Seitentext.
------------------------------------

Kopfhörer #63: Augen zu und Abflug!
Urlaubsgefühle kann man konservieren. Wenn sie nachlassen, muss man sie auffrischen. Möglicherweise auch nur im Kopf. Tür 7 im musikalischen Adventkalender beginnt mit einer Spanien-Reise.
Urlaub spielt es ja momentan nicht, da bleibt einem (fast) nur das Kopfkino. Die Vorstellungskraft macht zwar vieles möglich, aber die passenden Bilder, die ein wenig vom derzeit wenig erbauenden Alltag ablenken, zaubern sich dennoch am leichtesten, wenn man die richtige Musik im Ohr hat.
Olivero, der Flamenco-Gitarrist von Ruf und Güte mit Innviertler Heimat, kann einen schon in spanische Gefilde entführen. Für seine neue Single „Juntando Amores“ hat er sich Grammy-Gewinner Alain Pérez ins Boot geholt. Das ergibt ein zündendes Feuerwerk an Gitarrenakrobatik und großartiger emotionaler Gesangsstimme. Kopfkino mit Urlaubsgefühlsgarantie - und wenn man nicht heimfahren will, kann man die Augen geschlossenen halten und die Wiederholungstaste drücken.
Was wäre ein Rocksong ohne Gitarrensolo? Nur bestenfalls ein halbes Vergnügen. Eben. Dieser guten, weil millionenfach bewährten Formel, widmen sich Black Label Society in „Forever And A Day“. Die Rockballade mit Harmonie-Refrain (und eben einem ausgedehnten Gitarrensolo in der zweiten Hälfte) stammt aus dem aktuellen Album „Doom Crew Inc.“ (Spinefarm Records) und ist bei aller klischeebehafteten Erfolgsformel-Erfüllung jener der 12 Songs, der sich nachweislich am meisten im Gedächtnis einbrennt.

------------------------------------

Bereitgestellte Daten.

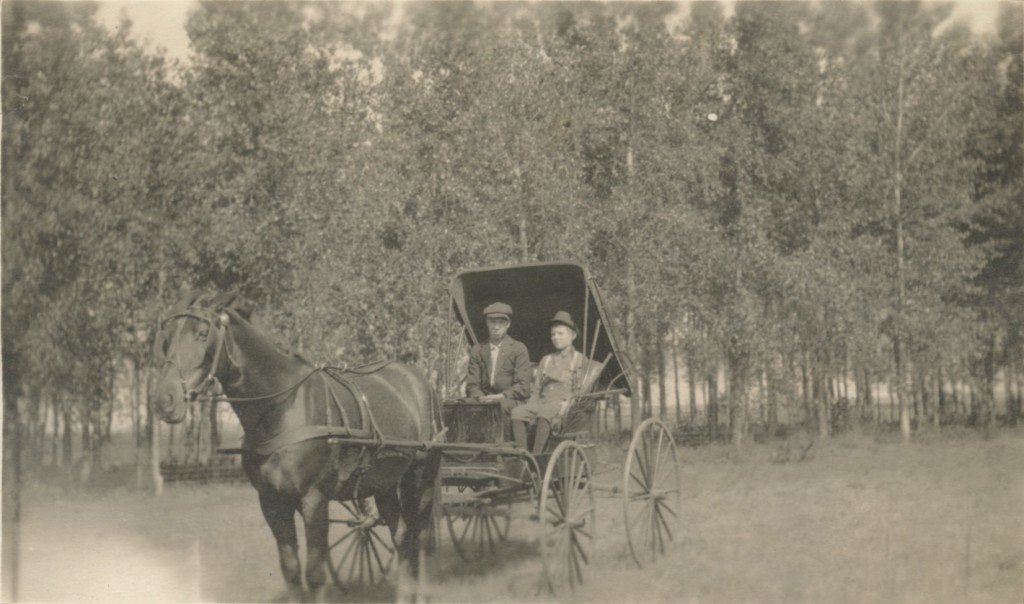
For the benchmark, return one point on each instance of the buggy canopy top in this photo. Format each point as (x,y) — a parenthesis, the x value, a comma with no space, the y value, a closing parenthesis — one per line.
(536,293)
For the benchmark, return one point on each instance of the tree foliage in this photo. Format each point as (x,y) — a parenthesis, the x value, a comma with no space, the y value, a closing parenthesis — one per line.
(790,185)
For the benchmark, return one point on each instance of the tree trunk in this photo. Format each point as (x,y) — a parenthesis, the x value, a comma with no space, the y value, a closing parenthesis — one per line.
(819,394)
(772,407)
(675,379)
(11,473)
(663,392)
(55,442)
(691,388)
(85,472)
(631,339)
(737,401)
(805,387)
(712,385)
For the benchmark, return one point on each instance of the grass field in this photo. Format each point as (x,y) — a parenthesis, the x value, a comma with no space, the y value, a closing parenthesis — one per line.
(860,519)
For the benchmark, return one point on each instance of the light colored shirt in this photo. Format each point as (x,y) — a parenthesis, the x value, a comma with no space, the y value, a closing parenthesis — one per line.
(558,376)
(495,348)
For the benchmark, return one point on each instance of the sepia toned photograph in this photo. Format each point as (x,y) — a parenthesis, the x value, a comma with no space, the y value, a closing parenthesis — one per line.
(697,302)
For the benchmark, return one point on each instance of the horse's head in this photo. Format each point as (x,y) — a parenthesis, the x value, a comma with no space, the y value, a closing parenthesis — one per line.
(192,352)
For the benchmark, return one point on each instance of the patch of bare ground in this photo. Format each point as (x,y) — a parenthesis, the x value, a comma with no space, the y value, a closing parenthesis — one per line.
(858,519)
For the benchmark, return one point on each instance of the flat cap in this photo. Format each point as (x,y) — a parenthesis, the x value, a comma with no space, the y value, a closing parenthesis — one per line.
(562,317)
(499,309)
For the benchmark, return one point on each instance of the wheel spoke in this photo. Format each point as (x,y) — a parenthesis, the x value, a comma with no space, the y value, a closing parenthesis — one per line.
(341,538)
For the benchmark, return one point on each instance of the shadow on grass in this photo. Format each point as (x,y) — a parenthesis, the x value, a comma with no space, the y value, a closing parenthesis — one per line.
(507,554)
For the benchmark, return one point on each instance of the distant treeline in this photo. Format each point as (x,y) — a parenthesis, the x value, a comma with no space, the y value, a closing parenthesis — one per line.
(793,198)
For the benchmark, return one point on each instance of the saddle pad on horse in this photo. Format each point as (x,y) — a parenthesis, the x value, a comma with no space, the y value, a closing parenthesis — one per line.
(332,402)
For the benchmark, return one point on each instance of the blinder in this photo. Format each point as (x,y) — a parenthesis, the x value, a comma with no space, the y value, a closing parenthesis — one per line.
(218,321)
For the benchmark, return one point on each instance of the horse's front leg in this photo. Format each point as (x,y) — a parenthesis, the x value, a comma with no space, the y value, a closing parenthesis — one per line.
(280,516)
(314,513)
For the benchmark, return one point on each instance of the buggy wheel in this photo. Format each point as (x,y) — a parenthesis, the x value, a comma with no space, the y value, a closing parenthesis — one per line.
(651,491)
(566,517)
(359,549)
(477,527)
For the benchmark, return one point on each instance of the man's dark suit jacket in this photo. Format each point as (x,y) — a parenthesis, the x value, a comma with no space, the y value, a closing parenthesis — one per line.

------------------------------------

Ziel der Übung. Schreiben Sie aus dem Seitentext wortgetreu den Abschnitt ab, der mit „Was wäre ein“ beginnt und mit „im Gedächtnis einbrennt.“ endet.

Lösung der Übung.
Was wäre ein Rocksong ohne Gitarrensolo? Nur bestenfalls ein halbes Vergnügen. Eben. Dieser guten, weil millionenfach bewährten Formel, widmen sich Black Label Society in „Forever And A Day“. Die Rockballade mit Harmonie-Refrain (und eben einem ausgedehnten Gitarrensolo in der zweiten Hälfte) stammt aus dem aktuellen Album „Doom Crew Inc.“ (Spinefarm Records) und ist bei aller klischeebehafteten Erfolgsformel-Erfüllung jener der 12 Songs, der sich nachweislich am meisten im Gedächtnis einbrennt.